Directions: Please rewrite the part of the records below that opens with the line containing "For each instance of the watch" and closes at the end of the records, replacing "beige shorts" with "khaki shorts" and leaving everything else unchanged.

Begin

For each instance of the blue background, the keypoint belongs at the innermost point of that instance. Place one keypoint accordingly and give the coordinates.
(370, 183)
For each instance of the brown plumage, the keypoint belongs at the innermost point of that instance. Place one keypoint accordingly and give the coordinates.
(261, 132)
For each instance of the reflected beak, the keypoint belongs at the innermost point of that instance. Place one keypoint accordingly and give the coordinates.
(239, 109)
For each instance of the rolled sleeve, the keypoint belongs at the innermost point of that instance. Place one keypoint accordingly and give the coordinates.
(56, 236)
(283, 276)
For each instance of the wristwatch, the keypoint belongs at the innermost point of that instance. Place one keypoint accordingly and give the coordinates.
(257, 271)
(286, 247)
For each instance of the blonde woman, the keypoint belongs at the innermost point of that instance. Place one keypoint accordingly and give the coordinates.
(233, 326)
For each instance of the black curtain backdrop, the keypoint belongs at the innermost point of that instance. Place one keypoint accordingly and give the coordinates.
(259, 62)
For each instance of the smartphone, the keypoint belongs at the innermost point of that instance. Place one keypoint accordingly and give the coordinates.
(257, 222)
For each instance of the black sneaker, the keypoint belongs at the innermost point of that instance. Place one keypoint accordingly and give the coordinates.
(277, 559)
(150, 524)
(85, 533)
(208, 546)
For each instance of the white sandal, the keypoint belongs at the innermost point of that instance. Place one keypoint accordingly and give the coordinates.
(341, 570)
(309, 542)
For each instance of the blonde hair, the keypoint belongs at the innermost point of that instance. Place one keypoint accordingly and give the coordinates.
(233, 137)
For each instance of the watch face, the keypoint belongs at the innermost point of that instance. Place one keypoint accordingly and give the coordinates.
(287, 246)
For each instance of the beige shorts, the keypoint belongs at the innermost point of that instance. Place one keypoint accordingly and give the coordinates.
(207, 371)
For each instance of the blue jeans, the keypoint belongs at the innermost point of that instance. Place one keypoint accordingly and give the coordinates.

End

Solution below:
For each instance of the watch face, the keypoint belongs at the innermost point of that instance. Place one keypoint accordingly and give the coordinates.
(287, 246)
For each instance of the khaki shorts, the keypoint belongs at the innermost point of that instance. Place one keypoint accordingly and give the coordinates.
(207, 371)
For each instance of the blue jeans, the keypoint belongs at the innermost point of that instance. Place one keypoint accordingly and give the coordinates.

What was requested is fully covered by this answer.